(Stored data entries)
——————
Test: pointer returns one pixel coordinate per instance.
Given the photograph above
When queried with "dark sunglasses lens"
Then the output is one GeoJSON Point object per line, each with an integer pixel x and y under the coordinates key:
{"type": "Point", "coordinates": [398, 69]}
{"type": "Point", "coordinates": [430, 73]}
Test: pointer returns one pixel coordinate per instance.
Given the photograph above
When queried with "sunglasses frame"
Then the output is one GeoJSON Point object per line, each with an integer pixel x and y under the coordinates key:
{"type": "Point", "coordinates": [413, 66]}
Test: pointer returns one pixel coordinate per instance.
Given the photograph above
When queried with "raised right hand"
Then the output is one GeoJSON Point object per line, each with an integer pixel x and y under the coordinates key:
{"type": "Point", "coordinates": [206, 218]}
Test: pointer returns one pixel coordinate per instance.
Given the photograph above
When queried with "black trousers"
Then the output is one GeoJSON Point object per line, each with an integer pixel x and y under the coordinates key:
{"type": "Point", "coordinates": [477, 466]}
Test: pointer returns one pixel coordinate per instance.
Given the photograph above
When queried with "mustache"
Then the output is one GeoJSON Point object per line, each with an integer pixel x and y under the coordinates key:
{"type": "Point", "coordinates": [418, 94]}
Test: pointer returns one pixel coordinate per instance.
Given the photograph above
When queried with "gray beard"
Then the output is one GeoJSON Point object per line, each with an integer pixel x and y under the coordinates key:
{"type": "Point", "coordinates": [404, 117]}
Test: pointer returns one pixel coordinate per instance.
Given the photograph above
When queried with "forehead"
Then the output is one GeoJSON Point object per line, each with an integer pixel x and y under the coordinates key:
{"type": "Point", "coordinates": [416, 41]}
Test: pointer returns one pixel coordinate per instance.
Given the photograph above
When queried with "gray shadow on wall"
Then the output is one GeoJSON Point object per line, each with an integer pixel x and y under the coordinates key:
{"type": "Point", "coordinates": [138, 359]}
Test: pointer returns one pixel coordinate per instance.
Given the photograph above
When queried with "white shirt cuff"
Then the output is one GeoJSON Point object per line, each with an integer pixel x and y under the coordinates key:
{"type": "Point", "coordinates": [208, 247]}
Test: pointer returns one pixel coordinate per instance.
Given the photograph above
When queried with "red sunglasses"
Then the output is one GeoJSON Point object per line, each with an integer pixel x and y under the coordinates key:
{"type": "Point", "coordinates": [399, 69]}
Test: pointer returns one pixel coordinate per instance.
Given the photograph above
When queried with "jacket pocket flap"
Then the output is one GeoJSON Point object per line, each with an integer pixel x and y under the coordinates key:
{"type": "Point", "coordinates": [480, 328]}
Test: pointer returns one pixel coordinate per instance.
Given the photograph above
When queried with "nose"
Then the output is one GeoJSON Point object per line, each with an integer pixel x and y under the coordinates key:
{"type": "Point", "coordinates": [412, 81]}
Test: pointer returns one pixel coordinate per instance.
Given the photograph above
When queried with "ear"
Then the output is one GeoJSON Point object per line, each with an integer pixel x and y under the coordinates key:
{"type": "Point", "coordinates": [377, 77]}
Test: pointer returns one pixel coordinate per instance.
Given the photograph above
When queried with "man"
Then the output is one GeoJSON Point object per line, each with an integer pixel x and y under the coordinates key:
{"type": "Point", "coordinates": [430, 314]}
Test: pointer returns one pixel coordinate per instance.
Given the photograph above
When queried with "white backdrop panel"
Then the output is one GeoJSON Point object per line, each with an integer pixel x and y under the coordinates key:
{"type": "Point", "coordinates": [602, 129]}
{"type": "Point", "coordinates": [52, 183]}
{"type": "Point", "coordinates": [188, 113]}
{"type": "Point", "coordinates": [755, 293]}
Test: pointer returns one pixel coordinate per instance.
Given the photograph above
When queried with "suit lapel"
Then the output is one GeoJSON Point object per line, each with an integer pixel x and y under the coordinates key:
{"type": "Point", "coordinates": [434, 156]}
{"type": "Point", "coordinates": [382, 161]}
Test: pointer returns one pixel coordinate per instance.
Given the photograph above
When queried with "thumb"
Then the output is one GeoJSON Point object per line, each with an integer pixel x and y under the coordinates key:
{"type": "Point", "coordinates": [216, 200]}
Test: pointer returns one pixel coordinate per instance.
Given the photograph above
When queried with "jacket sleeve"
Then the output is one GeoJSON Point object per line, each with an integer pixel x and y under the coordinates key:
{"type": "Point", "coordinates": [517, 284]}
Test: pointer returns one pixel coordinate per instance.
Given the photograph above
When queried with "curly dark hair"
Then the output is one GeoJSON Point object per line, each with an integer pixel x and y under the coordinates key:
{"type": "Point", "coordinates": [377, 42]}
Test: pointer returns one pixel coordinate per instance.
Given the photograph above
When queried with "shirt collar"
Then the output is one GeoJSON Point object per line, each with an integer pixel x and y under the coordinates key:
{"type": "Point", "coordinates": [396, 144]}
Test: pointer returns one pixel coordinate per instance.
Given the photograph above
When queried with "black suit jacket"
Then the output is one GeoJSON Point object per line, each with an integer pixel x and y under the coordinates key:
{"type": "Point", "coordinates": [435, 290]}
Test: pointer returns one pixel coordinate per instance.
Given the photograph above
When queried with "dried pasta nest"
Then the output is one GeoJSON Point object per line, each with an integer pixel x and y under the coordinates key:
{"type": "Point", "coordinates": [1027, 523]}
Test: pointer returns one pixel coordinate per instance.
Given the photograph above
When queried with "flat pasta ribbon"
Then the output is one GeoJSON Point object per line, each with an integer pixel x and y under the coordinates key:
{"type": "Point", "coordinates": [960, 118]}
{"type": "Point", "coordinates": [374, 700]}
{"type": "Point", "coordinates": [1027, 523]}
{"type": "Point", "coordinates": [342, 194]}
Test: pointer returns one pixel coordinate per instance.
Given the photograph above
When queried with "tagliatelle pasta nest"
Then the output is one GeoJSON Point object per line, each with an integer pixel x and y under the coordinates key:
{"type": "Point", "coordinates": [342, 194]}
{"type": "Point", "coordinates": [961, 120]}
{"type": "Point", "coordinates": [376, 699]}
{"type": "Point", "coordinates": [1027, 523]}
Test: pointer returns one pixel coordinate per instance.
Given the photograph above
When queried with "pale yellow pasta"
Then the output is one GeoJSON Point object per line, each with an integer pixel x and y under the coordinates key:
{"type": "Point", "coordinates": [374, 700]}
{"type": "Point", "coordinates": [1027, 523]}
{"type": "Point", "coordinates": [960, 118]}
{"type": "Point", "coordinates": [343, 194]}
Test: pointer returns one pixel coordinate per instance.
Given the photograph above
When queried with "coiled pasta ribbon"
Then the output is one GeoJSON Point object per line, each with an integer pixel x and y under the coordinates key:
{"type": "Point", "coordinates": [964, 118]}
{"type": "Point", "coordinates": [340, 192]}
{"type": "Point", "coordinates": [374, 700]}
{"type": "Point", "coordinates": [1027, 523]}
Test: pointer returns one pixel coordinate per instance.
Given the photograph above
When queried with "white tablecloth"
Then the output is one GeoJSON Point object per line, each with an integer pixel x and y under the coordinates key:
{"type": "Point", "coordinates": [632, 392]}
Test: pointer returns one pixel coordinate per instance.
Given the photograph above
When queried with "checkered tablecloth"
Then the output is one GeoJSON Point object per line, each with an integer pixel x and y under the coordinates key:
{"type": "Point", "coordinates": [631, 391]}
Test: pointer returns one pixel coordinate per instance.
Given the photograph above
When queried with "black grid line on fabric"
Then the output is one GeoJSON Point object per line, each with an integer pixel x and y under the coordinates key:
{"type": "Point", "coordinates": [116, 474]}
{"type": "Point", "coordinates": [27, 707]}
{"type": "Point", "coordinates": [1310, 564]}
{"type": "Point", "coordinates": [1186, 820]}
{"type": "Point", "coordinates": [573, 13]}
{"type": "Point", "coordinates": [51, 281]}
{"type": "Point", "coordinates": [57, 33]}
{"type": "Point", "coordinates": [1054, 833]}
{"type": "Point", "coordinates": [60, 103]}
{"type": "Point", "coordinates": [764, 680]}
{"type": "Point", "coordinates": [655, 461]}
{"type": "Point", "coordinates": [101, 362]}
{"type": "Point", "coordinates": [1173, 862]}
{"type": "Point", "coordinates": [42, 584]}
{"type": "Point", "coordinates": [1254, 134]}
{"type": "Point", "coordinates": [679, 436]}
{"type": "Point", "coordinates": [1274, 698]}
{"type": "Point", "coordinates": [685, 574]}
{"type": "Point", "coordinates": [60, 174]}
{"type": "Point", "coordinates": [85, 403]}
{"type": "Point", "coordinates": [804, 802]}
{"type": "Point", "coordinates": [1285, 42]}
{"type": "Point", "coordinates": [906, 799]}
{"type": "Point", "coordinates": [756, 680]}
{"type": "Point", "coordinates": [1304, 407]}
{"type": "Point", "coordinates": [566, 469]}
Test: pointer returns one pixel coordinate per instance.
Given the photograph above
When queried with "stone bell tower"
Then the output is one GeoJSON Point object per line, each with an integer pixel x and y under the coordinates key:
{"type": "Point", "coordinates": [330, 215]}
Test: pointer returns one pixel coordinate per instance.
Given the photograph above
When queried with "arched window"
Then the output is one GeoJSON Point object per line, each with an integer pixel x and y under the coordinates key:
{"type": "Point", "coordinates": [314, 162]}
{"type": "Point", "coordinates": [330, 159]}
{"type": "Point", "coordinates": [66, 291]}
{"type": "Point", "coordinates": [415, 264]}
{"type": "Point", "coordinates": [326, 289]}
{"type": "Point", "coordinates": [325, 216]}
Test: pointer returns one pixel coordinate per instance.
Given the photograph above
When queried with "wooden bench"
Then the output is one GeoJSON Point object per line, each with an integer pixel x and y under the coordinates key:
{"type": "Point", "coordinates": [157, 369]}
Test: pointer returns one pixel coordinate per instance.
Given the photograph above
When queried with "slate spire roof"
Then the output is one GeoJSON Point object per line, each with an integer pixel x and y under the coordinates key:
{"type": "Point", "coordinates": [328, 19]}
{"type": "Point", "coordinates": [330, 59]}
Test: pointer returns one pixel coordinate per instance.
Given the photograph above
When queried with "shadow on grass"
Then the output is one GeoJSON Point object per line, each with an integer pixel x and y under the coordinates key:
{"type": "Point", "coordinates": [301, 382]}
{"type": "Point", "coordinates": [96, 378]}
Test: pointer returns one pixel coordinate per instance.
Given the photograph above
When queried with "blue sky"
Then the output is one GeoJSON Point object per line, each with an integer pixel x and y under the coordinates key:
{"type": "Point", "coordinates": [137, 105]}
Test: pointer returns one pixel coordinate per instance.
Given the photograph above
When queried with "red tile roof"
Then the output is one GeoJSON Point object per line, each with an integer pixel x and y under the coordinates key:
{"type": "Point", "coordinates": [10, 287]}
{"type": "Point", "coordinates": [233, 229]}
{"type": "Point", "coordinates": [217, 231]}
——————
§ **ABOUT THIS EXERCISE**
For the word "tablecloth", show every line of the entries that holds it.

§ **WRITTEN RESPONSE**
When queried with "white tablecloth"
When queried with "checkered tablecloth"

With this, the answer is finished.